The children yelled, “This is our land. We won’t leave it.”
One of them, Sa’id, Jamil’s 13-year-old cousin, was caught by the soldiers, who hit him and pushed him to the ground. One of them pressed his knee onto the boy’s throat as his father, Mohammed, rushed to free his son. As the father tried to get the youth out from under the soldier’s knee, the latter hit him in the head with a rifle butt. Blood began running down Mohammed’s forehead, where a large bruise developed.
This week, the IDF Spokesman’s Office provided the following statement regarding the incident to Haaretz: “On November 13, friction developed between a number of Israeli citizens and Palestinians, in the vicinity of Negohot, in the [region] of the Judea Territorial Brigade. Security forces declared the area to be a closed military zone, after the Palestinians refused to leave, and acted destructively. The forces employed riot-dispersal methods. A Palestinian who was wounded was evacuated by the Red Crescent for medical treatment. If a complaint is filed, the matter will be examined, as is standard.”
Following the blow, the 54-year-old Mohammed felt faint, and was unable to stand up. Then Nasser’s son Nizhar, Jamil’s 13-year-old brother, was painfully injured – hit in the hand by a smoke grenade. It later turned out he had sustained a fracture in the hand.
A terrified Nizhar began screaming, “My hand is gone, my hand is gone!” and ran toward his mother, 34-year-old Ibtihal, who was standing nearby.
This week Nizhar was embarrassed to say his mother’s name in front of outsiders (something frowned upon in Muslim tradition), but he obliged after his father encouraged him to. Another boy, 11-year-old cousin Hamzi, was hurt in the leg by a smoke grenade. He too ran to his mother.
The boys’ elderly grandfather, Abdel Karim, began to choke from the tear gas. An ambulance was called, and a medic provided him with first aid. The ambulance crew then took Mohammed, Nizhar and Hamzi from the scene.
Hamzi was left at a clinic in Dura. Mohammed, who had been hit in the head, was taken to Ahli Hospital in Hebron. Nizhar was taken to Alia Hospital in the city.
Nizhar’s hand was set in a cast, which he was to keep on for 24 days. After his wound was treated and bandaged, Mohammed was held in the hospital another two days for observation, to ensure that he had no internal head injuries.
The incident had ended, but the invasive grapevines remain on the family’s land. In the days following the incident, Nasser attempted to file a complaint against the trespassers on his land, as well as to complain about the violence that the soldiers had directed against members of his family.
Nasser said that he was repeatedly rebuffed. Each time, he was turned away by the Civil Administration officers at Beit Haggai and Etzion and at the police station at Kiryat Arba. One time he was told that there was no translator available, another time that there was no investigator. Finally, he gave up, never managing to file a complaint.
Since then, Nasser has been leery about approaching his land. At one point he caught a glimpse of it from a distance, but did not dare to come closer. He’s determined to return to plowing his land in the coming days, but it was difficult to get him to say whether that would include the plot where the vineyard was planted.
“I want to plow all my land,” he finally replied.

> [Provided data]:
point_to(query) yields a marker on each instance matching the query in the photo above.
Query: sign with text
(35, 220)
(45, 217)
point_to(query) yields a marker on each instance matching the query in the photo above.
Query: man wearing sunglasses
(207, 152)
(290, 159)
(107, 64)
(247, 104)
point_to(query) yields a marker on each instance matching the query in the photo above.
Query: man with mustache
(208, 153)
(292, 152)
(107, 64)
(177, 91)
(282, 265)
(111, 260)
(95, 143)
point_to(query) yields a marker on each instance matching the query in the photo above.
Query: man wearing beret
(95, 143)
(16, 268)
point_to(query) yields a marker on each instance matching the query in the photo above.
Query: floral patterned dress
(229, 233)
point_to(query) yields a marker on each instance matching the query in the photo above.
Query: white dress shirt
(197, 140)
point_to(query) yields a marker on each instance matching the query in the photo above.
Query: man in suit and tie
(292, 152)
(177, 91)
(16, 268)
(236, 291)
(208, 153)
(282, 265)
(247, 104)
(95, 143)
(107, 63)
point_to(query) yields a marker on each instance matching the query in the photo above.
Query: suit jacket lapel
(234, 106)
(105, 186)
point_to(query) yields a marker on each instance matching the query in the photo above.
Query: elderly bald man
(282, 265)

> [Task brief]: Please print the part of the article about the incident near Negohot from "Since then, Nasser" to "he finally replied.", word for word.

> [Problem solution]:
Since then, Nasser has been leery about approaching his land. At one point he caught a glimpse of it from a distance, but did not dare to come closer. He’s determined to return to plowing his land in the coming days, but it was difficult to get him to say whether that would include the plot where the vineyard was planted.
“I want to plow all my land,” he finally replied.